Passage given:

I have already read books in the genre and watched a lot of documentaries. 

Facebook is a pretty vile site, from my experience. I genuinely think it is run by people who DESPISE people like me, who have no friends in real life. There are countless ways in which it fucks us over, for no apparent reason other than spite. For example, Facebook automatically disables the "add friend" button on people's pages, to make it harder for people to talk to them. And unless they accept your friend request, which you can't send because they don't have the button on the page, ALL of your messages to them get sent straight to the garbage. So there is no way I can ever contact them ever again. And there is no way to get my account unblocked.


----------



## H.Brown (Apr 29, 2016)

Okay, well then and I known it is hard but its now time to start again. Finding your way here is a brilliant start as it is a friendly site with friendly people, who I am sure would love to get to knownyou more if you wish to talk more then drop me a PM Im always happy to talk to someone new and make new friends.


----------



## Phil Istine (Apr 29, 2016)

blipsycat1 said:


> I want to write either a novel about a women in prison or a series of short stories about different women in prison. I can do neither alone. PLEASE HELP ME!!!



If you can get hold of an old UK TV series called "Bad Girls", it might inspire some ideas.
If you are in the UK, although it's old, it is currently running on CBS Action channel.


----------



## blipsycat1 (Apr 29, 2016)

Phil Istine said:


> If you can get hold of an old UK TV series called "Bad Girls", it might inspire some ideas.
> If you are in the UK, although it's old, it is currently running on CBS Action channel.



I have watched a lot of documentaries instead. Still, I CANNOT do this alone. PLEASE help me.


----------



## Firemajic (Apr 29, 2016)

blipsycat1 said:


> I have watched a lot of documentaries instead. Still, I CANNOT do this alone. PLEASE help me.




My mom always said, "If you want something bad enough, you can find a way to make it happen"... so, that is my advice, every journey starts with that first step... these are not empty words I am throwing at you.. I used to write and hide my poetry away in a drawer... then I found WF, and the support I needed... and thanks to a fabulous friend I met here, my poetry has been published in a book, along with other Authors... So, the possibility is there, but you have to lose the negative voice, or you are defeated before you give yourself a chance....

Work to complete:
[A] Please copy, word for word, the part of the forum thread starting with "My mom always" and going on through "yourself a chance....".
[B] How many lines of the records contain the string "pink"? Case counts. Give only the number.

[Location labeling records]
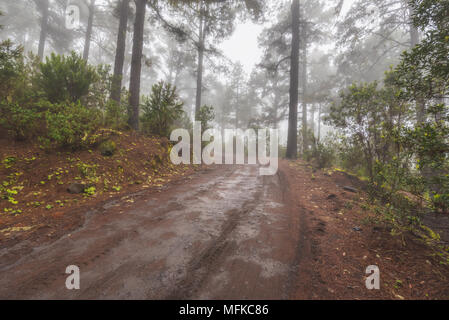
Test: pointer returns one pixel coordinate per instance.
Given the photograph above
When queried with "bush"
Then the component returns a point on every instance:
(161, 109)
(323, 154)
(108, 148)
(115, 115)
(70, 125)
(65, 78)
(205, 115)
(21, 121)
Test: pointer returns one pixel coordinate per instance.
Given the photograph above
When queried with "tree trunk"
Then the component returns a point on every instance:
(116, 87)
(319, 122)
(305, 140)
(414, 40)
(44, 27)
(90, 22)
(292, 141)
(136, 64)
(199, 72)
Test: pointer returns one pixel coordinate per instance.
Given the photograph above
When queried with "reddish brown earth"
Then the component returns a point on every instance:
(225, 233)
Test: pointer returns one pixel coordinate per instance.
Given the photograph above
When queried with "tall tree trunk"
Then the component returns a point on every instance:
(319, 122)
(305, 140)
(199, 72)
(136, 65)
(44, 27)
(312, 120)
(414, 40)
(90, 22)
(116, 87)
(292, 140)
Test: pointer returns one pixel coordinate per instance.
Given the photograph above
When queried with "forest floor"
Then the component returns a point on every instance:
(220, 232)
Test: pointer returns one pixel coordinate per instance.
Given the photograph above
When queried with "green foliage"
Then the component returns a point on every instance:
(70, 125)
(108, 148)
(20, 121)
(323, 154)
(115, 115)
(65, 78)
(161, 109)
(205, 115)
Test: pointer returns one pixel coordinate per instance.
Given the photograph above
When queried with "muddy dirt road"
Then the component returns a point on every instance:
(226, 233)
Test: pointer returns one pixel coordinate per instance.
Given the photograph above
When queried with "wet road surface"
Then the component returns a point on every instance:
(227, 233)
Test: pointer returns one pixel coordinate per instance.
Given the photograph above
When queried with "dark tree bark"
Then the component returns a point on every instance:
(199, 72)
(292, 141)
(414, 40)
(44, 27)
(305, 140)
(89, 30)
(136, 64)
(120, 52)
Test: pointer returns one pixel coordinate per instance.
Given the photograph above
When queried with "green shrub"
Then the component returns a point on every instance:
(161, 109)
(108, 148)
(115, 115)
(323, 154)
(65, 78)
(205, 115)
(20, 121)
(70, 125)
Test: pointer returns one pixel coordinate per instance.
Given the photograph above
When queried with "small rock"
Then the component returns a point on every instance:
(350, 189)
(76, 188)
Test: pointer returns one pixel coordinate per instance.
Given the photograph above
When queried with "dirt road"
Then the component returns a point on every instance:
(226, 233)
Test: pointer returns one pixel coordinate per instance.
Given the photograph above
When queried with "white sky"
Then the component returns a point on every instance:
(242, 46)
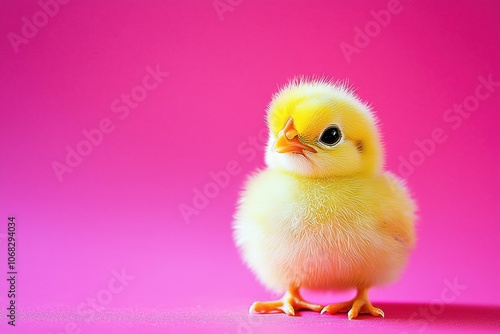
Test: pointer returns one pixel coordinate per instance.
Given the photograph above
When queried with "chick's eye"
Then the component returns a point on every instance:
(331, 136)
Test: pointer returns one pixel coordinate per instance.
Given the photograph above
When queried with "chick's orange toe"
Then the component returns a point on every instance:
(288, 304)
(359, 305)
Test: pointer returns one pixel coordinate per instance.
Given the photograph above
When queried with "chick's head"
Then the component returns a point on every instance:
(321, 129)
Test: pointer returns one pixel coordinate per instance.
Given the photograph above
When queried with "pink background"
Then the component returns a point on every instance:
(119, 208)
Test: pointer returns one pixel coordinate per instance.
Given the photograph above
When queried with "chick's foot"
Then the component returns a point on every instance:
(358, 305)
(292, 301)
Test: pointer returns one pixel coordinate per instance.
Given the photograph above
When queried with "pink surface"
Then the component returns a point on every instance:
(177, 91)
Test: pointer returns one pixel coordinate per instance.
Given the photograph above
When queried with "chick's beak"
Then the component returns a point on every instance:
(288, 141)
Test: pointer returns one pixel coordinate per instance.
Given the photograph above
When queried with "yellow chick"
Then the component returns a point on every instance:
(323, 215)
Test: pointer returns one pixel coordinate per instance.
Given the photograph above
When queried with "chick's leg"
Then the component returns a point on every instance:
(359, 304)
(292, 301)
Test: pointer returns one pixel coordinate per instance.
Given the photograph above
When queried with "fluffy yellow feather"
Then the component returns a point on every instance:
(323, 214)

--

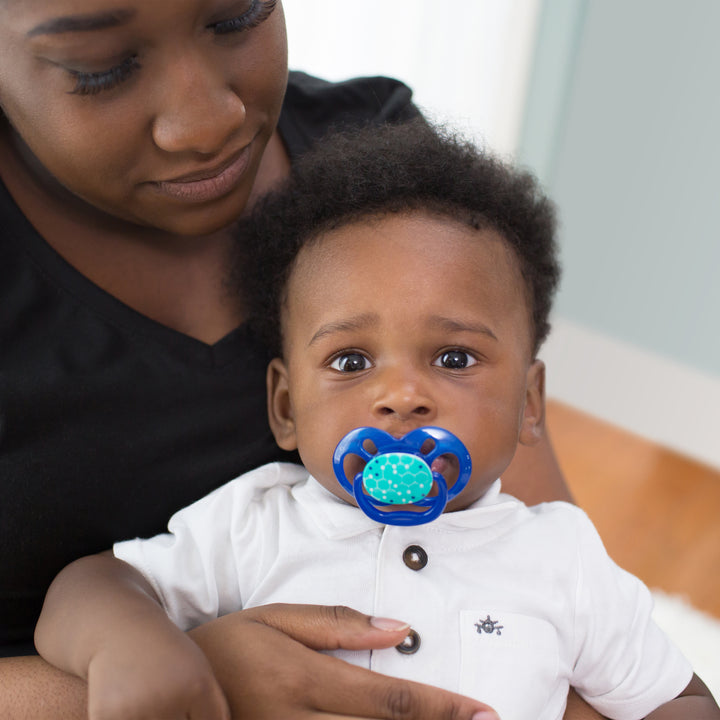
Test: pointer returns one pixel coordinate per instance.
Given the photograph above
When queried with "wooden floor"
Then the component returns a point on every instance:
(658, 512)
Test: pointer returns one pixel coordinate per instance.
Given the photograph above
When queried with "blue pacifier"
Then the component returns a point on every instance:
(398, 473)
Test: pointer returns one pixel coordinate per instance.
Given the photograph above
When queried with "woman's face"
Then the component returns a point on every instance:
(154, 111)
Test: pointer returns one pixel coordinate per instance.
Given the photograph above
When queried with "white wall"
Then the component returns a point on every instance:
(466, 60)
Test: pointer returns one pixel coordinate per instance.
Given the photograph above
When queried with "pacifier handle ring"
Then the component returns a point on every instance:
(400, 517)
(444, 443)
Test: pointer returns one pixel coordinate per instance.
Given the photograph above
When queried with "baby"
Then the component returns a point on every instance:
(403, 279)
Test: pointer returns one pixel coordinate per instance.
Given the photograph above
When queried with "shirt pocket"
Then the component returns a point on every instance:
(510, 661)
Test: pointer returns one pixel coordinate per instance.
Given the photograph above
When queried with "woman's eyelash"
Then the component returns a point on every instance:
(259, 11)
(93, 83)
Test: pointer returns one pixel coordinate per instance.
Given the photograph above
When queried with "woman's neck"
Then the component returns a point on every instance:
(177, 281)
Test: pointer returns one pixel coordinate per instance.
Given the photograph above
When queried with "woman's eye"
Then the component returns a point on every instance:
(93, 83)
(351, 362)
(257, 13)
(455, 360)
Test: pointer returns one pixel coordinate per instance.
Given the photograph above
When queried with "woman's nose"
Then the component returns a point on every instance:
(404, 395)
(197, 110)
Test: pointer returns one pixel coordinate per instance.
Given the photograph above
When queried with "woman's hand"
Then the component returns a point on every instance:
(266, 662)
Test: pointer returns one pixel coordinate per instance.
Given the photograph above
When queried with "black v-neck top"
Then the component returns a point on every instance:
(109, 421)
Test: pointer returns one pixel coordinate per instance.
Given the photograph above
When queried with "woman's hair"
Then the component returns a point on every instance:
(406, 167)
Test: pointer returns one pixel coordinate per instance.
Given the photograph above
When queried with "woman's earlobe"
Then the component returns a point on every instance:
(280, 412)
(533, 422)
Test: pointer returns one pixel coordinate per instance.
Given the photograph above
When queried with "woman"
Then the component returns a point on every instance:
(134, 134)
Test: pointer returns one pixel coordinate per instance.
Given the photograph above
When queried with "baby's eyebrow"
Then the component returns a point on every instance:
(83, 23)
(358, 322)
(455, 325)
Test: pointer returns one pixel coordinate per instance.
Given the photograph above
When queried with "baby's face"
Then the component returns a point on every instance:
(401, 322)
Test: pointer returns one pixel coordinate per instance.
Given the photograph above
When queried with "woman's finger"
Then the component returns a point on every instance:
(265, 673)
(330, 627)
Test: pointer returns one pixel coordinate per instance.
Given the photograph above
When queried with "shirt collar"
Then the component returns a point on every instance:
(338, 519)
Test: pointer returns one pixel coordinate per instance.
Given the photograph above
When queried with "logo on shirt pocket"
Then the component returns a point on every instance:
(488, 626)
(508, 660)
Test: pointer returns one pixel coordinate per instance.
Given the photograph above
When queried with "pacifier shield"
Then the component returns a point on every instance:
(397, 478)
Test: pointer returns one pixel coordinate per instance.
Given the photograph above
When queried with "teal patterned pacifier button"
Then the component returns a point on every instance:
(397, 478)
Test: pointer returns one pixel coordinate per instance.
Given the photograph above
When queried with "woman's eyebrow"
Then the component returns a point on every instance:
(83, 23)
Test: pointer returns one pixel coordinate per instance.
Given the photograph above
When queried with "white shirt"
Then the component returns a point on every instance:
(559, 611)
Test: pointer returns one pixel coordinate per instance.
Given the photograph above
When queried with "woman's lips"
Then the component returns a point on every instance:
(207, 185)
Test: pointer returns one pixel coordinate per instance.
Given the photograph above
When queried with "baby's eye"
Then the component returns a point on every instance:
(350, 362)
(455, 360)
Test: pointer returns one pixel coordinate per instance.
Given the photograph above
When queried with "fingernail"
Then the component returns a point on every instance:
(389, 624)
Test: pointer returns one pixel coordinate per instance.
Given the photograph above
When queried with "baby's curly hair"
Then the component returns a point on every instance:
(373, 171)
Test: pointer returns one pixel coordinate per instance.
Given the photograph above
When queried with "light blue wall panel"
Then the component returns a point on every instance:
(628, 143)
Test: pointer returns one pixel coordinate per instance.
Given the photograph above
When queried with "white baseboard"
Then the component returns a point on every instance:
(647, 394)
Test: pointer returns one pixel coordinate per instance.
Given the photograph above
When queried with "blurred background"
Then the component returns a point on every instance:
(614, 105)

---

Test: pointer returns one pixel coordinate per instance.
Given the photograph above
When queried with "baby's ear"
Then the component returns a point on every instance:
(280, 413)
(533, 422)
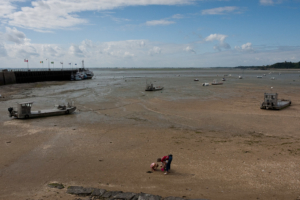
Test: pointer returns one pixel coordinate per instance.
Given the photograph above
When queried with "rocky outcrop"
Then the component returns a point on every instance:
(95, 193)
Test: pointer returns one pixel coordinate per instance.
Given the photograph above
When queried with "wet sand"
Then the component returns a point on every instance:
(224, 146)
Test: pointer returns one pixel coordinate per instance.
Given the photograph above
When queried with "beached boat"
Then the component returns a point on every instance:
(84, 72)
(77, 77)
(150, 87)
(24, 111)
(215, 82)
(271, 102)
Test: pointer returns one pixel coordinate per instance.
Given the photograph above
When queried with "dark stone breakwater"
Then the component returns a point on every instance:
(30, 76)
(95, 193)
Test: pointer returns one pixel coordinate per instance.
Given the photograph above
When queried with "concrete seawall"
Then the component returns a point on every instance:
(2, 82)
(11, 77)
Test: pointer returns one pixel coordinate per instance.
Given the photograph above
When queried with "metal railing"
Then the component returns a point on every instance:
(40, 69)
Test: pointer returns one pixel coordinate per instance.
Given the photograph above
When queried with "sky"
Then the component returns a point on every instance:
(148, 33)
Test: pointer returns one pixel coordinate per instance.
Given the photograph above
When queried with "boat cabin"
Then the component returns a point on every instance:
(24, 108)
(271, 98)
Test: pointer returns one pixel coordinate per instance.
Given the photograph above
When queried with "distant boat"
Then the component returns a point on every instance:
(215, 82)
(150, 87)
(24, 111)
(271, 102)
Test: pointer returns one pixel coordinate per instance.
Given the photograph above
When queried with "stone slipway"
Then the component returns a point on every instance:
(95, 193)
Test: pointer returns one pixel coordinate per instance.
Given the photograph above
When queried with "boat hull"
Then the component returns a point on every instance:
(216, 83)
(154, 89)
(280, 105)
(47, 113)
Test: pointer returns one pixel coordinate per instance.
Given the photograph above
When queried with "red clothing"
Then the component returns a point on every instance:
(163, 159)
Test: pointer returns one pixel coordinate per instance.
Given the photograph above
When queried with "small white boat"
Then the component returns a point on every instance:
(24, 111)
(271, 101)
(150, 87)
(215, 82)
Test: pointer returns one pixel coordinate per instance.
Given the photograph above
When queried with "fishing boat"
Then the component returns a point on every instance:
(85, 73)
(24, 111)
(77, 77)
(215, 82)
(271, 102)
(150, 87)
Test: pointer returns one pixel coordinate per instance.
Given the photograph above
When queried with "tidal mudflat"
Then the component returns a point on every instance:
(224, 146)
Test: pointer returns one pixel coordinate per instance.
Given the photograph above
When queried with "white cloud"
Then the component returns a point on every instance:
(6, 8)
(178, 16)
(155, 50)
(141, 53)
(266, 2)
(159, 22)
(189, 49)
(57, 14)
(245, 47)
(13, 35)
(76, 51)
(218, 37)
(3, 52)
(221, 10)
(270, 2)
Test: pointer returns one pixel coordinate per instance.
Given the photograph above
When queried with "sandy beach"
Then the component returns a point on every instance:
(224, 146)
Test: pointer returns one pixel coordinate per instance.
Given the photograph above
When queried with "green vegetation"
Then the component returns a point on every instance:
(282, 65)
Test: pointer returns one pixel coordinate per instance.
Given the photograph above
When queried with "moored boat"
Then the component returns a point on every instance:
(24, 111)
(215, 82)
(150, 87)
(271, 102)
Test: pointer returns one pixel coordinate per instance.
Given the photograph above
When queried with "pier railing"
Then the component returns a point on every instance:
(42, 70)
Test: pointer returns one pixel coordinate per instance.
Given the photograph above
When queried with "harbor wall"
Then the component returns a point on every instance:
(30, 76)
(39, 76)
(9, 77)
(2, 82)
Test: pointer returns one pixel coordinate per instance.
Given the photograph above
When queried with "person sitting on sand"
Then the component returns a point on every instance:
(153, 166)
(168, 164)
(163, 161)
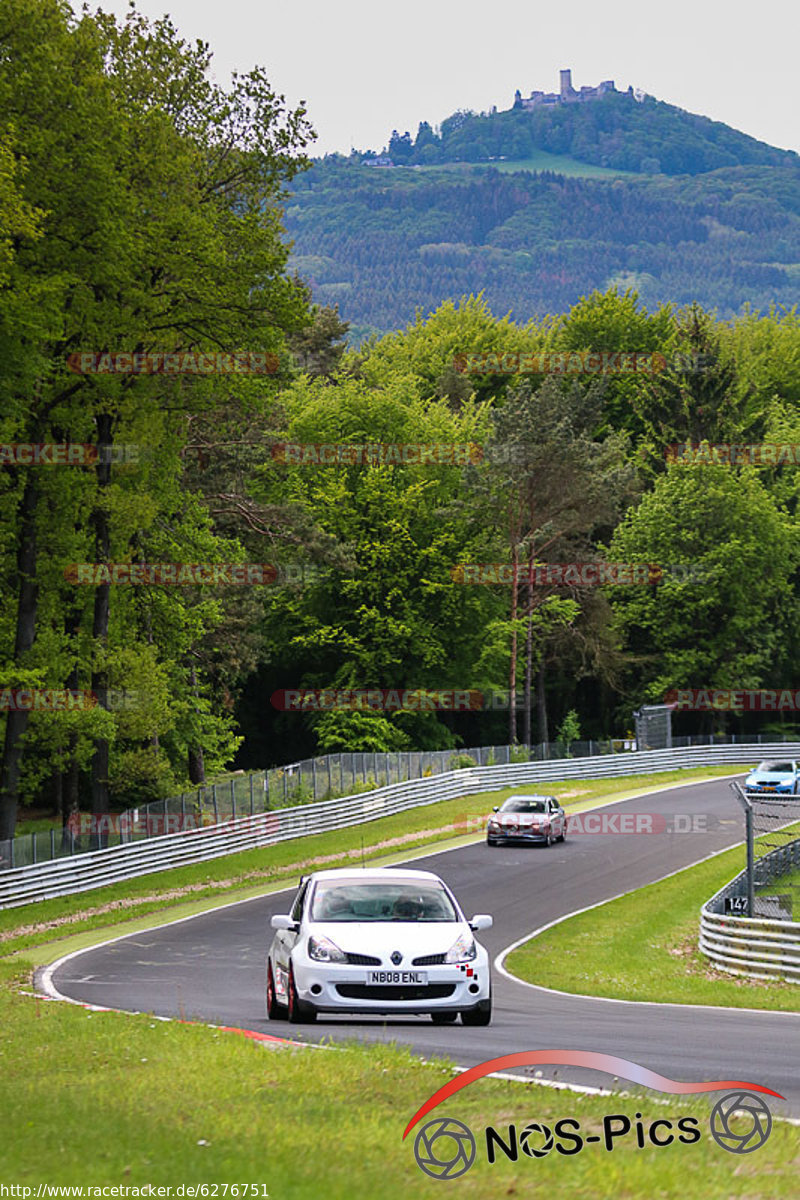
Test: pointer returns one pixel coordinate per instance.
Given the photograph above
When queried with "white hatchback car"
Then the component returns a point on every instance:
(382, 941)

Answer set:
[A]
My mom always said, "If you want something bad enough, you can find a way to make it happen"... so, that is my advice, every journey starts with that first step... these are not empty words I am throwing at you.. I used to write and hide my poetry away in a drawer... then I found WF, and the support I needed... and thanks to a fabulous friend I met here, my poetry has been published in a book, along with other Authors... So, the possibility is there, but you have to lose the negative voice, or you are defeated before you give yourself a chance....

[B] 2